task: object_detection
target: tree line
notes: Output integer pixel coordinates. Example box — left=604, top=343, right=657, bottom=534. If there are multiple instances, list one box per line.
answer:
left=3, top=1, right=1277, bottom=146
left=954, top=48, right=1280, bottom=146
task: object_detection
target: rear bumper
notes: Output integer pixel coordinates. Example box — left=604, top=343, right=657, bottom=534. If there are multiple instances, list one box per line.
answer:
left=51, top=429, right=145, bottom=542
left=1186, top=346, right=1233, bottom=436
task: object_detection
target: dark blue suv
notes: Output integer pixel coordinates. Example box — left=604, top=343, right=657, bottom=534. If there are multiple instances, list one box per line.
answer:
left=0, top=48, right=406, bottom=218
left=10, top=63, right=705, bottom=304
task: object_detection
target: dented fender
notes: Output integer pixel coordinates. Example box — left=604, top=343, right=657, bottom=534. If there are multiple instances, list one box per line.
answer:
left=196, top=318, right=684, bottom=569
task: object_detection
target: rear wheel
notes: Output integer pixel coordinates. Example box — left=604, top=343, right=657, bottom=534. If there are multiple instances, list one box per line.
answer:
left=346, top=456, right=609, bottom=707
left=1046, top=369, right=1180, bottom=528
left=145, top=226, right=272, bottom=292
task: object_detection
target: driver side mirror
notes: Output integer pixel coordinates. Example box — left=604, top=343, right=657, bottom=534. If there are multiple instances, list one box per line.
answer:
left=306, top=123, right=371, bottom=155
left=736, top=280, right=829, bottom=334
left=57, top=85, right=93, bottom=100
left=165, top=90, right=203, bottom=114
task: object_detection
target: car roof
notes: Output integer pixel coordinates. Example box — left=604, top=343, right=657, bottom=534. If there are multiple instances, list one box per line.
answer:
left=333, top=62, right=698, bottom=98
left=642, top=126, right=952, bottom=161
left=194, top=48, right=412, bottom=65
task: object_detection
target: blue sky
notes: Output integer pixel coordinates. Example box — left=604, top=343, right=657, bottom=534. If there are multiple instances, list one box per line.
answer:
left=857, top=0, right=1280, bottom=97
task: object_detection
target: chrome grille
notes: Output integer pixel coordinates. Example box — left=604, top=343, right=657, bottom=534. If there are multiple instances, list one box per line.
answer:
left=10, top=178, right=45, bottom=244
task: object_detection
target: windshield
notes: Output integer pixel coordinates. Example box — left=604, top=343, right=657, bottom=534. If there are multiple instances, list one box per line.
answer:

WORK ITEM » Among the entries above, copy exactly only the lines starting with the one containing "target: chrome grille" and going through the one containing "target: windshield", both ends included.

EXPECTED OUTPUT »
target: chrome grille
notes: Output integer pixel coordinates. Example box — left=604, top=343, right=657, bottom=534. If there are multiple instances, list one box per line.
answer:
left=10, top=178, right=45, bottom=244
task: object_detection
target: windshield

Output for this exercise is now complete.